## Start
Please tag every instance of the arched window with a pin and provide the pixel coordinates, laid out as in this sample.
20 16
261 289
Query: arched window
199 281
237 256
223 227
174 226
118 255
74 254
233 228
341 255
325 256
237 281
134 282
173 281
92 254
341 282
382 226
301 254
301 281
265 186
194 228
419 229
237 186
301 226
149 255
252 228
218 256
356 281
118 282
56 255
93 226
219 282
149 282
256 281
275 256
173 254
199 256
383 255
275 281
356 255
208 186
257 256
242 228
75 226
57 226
## End
[Exercise directions] Count the lines above that contain the string "window", treating uppercase and lowercase as distinct, and reply with the number alone.

[Result] 2